▶ Quoted passage:
- - -

Pūhoro STEMM Academy university students are again keen to head into the workplace as summer interns later this year, with sponsorship from the Our Land and Water National Science Challenge.
Our Land and Water encourages our partners and industry stakeholders to consider whether there may be internship opportunities within your organisation or land and water research.
Students are looking for a range of opportunities in the following areas:
Food innovation | Environmental sciences | Agri-science | Land management | Mātauranga Māori | Agritech | Economics | Environmental psychology | Science communication | Social science
Pūhoro is a complete STEMM (science, technology, engineering, mathematics, mātauranga) pipeline for young Māori that supports engagement from secondary school through tertiary education and into employment. Pūhoro seeks to increase and improve Māori STEM engagement that will lead to improved diversity and mātauranga Māori expertise across the STEM landscape.
Programmes like Pūhoro are critically important. We face more complex challenges than ever before, and the solutions are more than likely to require STEM expertise. Almost all future jobs will require some STEM knowledge. Māori are estimated to be 30% of the workforce by 2030, but currently represent less than 2% of the scientific workforce. It is more important than ever to ensure Māori have opportunities to develop STEM skills.

- - -

▶ Dataset items:

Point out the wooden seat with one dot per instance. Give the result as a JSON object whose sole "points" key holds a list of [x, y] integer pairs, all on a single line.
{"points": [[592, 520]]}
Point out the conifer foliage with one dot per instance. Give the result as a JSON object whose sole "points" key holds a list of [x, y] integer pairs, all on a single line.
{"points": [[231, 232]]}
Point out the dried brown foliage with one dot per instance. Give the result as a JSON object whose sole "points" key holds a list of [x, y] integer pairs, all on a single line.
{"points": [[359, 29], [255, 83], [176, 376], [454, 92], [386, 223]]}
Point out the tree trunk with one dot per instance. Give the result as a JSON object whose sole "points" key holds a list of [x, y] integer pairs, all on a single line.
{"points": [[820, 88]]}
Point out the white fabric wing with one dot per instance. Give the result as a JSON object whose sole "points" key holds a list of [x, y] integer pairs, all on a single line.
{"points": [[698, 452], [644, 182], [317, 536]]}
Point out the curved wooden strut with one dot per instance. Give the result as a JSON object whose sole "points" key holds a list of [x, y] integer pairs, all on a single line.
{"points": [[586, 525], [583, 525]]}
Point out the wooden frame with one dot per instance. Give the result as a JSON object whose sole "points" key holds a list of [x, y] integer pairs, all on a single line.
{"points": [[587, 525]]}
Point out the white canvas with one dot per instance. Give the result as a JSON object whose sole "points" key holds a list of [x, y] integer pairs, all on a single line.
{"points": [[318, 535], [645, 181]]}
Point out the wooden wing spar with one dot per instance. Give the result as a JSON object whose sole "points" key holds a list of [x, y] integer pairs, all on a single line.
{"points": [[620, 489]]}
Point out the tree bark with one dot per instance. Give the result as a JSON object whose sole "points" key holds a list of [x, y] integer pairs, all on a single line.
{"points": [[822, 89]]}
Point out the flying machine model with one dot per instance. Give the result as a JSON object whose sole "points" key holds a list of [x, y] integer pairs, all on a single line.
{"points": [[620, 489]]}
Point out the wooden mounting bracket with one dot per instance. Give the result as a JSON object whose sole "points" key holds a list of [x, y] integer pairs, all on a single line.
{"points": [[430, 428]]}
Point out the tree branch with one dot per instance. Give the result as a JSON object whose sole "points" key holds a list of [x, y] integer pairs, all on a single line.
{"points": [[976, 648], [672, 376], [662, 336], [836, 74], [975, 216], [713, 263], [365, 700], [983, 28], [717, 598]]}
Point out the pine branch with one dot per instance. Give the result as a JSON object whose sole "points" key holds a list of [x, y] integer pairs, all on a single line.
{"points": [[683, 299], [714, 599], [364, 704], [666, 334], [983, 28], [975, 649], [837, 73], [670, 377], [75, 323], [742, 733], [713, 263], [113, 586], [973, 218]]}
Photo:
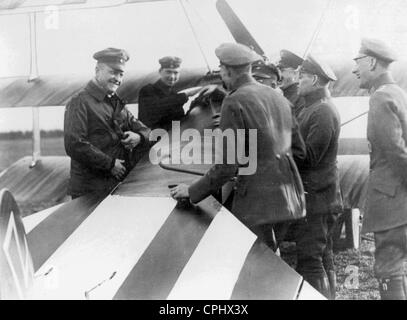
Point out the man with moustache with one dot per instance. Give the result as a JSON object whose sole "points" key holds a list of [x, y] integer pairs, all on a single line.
{"points": [[386, 205], [159, 104], [320, 127], [101, 136], [288, 65], [273, 193]]}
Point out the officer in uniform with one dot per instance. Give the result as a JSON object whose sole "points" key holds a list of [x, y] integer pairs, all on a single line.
{"points": [[267, 74], [101, 136], [159, 104], [288, 65], [320, 126], [273, 192], [386, 206]]}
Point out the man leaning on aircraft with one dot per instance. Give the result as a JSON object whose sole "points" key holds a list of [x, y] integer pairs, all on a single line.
{"points": [[386, 205], [100, 134]]}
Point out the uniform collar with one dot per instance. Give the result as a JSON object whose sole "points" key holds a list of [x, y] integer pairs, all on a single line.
{"points": [[316, 95], [96, 91], [243, 80], [384, 78]]}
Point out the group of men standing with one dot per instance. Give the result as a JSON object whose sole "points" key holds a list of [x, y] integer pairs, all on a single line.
{"points": [[297, 144]]}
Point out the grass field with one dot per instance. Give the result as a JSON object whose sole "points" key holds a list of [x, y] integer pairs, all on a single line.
{"points": [[12, 150]]}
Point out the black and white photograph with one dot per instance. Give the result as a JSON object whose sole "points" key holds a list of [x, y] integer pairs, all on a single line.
{"points": [[203, 152]]}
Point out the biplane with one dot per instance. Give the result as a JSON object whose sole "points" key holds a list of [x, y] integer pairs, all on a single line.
{"points": [[135, 242]]}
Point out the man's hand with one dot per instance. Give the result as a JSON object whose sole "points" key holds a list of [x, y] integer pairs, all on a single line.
{"points": [[180, 192], [130, 140], [119, 169]]}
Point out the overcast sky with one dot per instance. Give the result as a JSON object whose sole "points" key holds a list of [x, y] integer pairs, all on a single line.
{"points": [[148, 31]]}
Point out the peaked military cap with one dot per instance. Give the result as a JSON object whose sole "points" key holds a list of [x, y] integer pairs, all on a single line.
{"points": [[289, 59], [115, 58], [170, 62], [236, 54], [378, 49], [314, 66], [265, 70]]}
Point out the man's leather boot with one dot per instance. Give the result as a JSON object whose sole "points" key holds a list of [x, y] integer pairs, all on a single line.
{"points": [[320, 283]]}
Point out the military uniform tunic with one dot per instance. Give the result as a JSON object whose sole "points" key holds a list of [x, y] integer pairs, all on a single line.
{"points": [[159, 105], [93, 126]]}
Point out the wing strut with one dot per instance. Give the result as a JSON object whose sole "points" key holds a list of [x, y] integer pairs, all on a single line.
{"points": [[195, 36]]}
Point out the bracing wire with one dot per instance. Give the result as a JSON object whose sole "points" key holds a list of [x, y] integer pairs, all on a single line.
{"points": [[195, 35]]}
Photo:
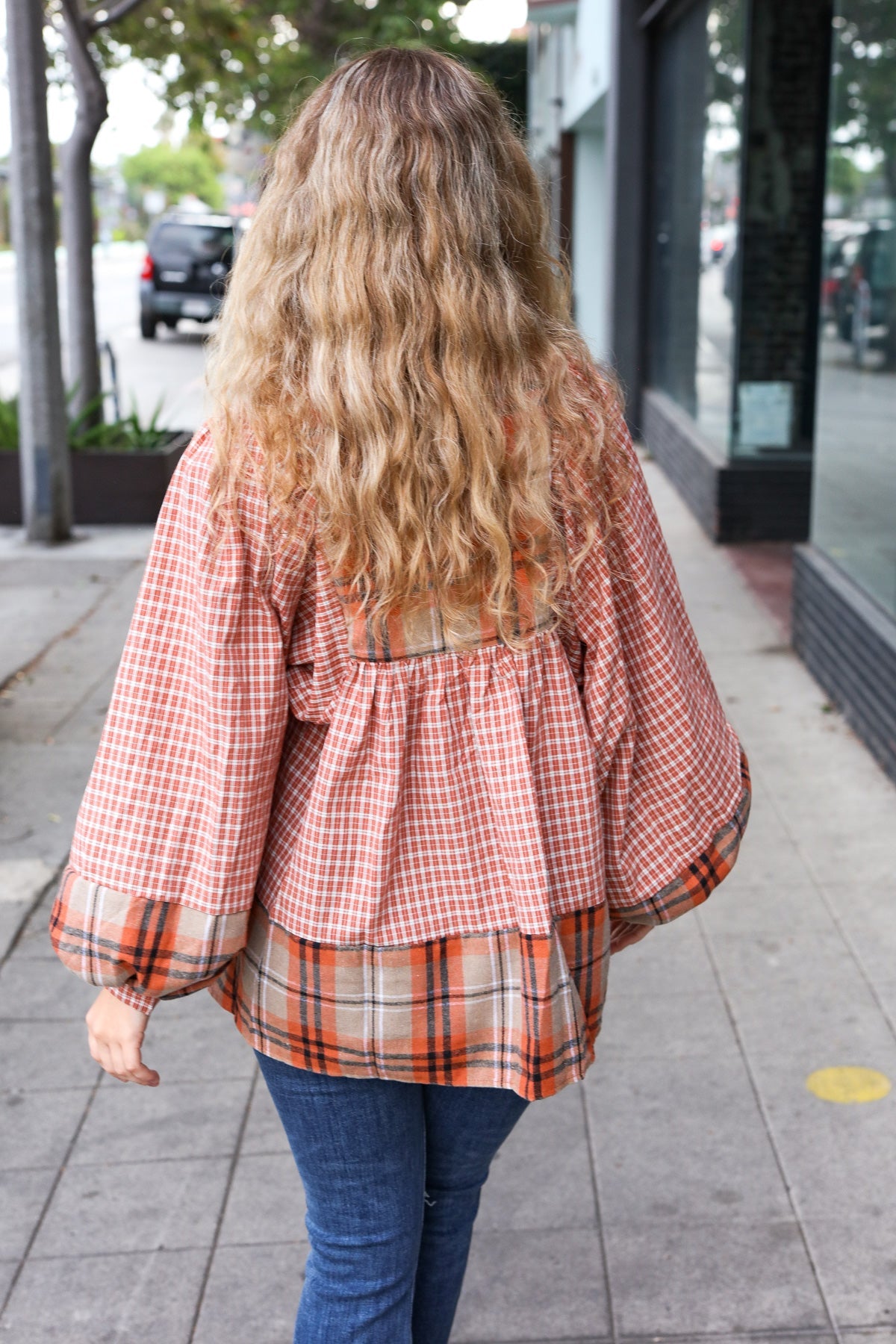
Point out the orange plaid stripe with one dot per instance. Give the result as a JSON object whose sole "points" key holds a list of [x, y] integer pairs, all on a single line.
{"points": [[383, 862], [418, 629]]}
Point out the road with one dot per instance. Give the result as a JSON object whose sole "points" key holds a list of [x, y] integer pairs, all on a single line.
{"points": [[171, 367]]}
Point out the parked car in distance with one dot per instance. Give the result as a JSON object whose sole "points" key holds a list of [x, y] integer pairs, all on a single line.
{"points": [[872, 253], [188, 258]]}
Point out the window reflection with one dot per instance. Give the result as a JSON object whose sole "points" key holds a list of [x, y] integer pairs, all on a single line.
{"points": [[855, 476], [696, 172]]}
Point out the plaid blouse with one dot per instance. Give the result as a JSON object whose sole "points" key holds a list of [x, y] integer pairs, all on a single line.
{"points": [[385, 858]]}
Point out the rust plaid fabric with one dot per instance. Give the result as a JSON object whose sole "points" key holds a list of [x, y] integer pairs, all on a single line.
{"points": [[381, 856]]}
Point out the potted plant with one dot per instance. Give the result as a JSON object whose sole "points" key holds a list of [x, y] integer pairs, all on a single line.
{"points": [[120, 470]]}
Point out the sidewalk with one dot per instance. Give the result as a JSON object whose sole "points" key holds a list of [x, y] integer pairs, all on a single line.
{"points": [[692, 1189]]}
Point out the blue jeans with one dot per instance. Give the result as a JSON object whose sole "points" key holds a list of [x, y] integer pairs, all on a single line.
{"points": [[393, 1174]]}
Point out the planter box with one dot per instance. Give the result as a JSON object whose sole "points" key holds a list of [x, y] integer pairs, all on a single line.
{"points": [[107, 487]]}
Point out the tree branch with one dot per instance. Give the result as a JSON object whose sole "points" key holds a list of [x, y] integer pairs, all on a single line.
{"points": [[117, 11], [89, 84]]}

- - -

▶ Task 1: Return the passage of the Pūhoro article from "Pūhoro STEMM Academy" to "National Science Challenge.", copied word for word.
▶ Task 2: According to the Pūhoro article, what fields do the letters in STEMM stand for? List them all.
▶ Task 3: What share of the scientific workforce do Māori currently represent, according to the Pūhoro article?
These dataset items were drawn from a different source than the Pūhoro article.

▶ Written solution 1:
Pūhoro STEMM Academy university students are again keen to head into the workplace as summer interns later this year, with sponsorship from the Our Land and Water National Science Challenge.

▶ Written solution 2: science, technology, engineering, mathematics, mātauranga

▶ Written solution 3: Less than 2%.